### Brief
Everything from the line that contains "Could you please indicate the green grass" through the final line of the records should be written out exactly, and nothing outside that span.

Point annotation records
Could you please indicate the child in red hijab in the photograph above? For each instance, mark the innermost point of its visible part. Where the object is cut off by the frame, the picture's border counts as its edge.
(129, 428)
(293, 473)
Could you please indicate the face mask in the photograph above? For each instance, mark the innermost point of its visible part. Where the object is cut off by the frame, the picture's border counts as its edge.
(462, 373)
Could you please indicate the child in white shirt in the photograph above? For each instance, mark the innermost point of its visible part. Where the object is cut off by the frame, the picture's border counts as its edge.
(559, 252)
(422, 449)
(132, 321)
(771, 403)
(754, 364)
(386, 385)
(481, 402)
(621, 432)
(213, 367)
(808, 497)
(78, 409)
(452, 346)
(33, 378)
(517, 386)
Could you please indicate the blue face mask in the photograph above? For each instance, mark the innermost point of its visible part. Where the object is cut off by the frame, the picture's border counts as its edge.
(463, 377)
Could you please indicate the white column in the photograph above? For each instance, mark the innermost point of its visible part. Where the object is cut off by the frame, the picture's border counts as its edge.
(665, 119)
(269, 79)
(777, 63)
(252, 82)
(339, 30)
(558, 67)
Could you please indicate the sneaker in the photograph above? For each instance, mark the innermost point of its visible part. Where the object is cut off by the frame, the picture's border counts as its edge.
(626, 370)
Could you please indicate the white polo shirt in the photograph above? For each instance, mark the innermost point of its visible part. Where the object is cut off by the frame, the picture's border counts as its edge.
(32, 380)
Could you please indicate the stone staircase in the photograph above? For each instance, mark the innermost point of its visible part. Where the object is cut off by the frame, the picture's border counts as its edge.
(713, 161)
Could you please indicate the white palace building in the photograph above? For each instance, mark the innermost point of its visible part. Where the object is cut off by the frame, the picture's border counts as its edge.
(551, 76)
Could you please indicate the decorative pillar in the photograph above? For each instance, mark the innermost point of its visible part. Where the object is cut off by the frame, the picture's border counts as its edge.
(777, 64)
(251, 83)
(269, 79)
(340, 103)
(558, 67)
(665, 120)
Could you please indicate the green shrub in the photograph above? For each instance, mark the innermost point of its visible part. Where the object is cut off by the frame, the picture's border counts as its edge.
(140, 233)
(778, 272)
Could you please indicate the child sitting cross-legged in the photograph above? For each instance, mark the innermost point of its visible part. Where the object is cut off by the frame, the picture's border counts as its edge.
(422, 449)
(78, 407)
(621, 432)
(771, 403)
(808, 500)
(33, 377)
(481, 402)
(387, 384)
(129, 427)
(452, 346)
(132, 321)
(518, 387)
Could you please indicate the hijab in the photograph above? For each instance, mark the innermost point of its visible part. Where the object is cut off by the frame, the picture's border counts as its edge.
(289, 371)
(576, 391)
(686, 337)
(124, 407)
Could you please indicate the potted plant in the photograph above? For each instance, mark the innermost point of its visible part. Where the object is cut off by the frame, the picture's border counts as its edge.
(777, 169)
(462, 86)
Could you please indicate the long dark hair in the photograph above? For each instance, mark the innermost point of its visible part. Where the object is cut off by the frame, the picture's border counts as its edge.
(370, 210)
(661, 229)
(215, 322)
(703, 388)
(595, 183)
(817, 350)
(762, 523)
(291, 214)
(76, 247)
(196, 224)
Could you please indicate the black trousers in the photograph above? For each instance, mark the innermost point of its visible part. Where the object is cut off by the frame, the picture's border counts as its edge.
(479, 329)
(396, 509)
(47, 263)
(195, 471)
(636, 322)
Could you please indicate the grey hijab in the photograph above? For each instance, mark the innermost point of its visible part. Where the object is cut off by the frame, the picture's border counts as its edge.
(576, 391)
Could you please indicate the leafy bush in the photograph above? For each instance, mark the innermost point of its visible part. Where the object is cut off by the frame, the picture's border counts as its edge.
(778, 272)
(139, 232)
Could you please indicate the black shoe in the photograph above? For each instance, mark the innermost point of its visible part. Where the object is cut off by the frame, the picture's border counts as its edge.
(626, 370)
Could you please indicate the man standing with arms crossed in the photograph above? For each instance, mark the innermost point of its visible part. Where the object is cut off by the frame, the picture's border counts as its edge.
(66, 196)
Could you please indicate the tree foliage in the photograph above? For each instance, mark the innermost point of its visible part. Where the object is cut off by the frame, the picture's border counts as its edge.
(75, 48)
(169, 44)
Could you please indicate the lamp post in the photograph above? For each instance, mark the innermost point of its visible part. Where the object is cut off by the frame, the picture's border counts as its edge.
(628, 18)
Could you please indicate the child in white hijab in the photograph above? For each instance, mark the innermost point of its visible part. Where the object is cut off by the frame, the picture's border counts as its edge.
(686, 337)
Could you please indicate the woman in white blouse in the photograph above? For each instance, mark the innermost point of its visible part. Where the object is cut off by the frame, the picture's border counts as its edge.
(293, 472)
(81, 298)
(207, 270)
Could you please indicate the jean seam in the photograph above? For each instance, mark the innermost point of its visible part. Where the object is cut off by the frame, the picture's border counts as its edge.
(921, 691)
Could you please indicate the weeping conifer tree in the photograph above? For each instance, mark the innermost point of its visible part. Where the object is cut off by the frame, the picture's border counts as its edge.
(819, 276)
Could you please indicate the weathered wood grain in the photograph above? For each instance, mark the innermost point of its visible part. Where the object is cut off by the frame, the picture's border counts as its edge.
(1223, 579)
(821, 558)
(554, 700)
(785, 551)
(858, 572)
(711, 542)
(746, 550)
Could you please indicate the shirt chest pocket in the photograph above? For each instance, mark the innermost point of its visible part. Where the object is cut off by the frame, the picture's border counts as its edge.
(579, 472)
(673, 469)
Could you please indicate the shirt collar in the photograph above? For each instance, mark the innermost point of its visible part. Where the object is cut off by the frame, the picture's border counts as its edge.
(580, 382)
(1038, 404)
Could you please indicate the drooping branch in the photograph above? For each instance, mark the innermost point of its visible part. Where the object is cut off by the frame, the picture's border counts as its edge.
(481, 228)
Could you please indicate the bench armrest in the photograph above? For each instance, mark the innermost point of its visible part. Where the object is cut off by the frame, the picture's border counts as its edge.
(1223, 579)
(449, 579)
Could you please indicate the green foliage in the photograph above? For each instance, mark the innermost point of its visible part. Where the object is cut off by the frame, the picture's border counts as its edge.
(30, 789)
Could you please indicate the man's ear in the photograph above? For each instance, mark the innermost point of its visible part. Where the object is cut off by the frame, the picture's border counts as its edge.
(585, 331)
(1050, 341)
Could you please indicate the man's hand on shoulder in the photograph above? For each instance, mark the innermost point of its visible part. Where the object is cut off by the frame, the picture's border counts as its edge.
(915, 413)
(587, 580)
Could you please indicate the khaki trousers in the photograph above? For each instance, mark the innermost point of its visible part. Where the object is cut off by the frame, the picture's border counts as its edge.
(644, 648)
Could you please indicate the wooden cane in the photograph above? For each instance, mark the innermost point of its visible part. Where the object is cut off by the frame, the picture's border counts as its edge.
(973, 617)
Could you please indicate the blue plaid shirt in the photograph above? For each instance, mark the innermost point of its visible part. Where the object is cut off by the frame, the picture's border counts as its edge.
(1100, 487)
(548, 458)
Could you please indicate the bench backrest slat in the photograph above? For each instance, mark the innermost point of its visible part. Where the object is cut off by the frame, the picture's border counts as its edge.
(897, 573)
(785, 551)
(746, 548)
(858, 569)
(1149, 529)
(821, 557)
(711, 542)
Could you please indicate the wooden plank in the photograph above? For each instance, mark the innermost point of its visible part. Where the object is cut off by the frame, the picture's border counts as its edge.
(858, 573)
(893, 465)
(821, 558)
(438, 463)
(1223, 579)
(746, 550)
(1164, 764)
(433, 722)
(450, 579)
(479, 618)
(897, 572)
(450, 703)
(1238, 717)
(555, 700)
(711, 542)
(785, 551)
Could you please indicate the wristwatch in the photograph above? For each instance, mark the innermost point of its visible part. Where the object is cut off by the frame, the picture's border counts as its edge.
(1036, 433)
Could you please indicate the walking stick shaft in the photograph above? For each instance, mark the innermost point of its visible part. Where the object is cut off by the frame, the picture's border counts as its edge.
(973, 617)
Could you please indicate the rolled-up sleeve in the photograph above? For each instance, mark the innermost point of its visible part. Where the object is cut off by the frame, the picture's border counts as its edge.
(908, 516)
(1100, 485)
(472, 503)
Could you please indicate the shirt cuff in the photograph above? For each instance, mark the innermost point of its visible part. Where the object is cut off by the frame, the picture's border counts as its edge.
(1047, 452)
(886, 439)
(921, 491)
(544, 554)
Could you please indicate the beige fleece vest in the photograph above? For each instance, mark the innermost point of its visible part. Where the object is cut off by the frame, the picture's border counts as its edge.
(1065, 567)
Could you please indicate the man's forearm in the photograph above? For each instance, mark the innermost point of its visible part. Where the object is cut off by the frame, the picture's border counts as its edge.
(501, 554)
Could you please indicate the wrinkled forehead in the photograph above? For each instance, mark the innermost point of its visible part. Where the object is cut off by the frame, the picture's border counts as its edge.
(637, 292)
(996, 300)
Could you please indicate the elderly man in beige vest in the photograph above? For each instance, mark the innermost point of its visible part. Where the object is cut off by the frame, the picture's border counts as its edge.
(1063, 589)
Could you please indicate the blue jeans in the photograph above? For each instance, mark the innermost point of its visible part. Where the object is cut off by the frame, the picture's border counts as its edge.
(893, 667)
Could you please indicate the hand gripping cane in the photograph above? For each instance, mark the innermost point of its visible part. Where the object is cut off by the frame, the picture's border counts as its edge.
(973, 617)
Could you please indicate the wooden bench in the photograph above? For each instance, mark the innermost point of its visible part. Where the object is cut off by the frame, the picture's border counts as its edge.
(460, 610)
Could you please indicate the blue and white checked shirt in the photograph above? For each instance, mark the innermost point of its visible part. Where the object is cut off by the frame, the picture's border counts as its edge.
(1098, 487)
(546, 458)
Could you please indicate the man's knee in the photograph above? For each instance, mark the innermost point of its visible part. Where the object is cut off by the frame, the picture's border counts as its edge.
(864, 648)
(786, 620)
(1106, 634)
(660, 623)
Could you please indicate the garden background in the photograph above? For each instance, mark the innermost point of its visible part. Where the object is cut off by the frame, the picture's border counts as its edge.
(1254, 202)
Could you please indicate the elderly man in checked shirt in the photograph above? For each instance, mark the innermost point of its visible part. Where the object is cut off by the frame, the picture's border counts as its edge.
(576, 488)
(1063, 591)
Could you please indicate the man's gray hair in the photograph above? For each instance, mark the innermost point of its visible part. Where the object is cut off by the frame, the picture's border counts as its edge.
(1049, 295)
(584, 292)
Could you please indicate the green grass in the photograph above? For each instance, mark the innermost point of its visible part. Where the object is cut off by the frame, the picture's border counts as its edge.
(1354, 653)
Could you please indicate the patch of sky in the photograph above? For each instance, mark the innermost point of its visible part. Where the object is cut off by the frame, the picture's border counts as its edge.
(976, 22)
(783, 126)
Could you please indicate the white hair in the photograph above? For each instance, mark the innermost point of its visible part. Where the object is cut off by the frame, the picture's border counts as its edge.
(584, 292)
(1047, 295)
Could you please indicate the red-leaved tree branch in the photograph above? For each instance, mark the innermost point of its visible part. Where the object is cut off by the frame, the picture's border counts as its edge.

### Result of this exercise
Could you please indicate the green grass in the photograph above? For each instance, mark the innermost point of its visible part. Where the object is cut off by the frame, the picture's border counts as its edge.
(1354, 653)
Could you please indicate the patch of sky in the photograph above? For each instance, mark the innermost point of its visible part. Where the object is cut off by the frame, the picture's border counts as its edge.
(976, 22)
(783, 126)
Could you please indicate the white hair in the photograph above? For each instance, mark the innermost point of its visible part. Where the object is cut off by the frame, the picture's border counts as its edge.
(584, 292)
(1047, 295)
Could you please indicate the red-leaved tree branch in the photograph above? For each instance, mark the innermost point of its visible part. Where the object is cut off by the frame, the picture's border counts as its edge.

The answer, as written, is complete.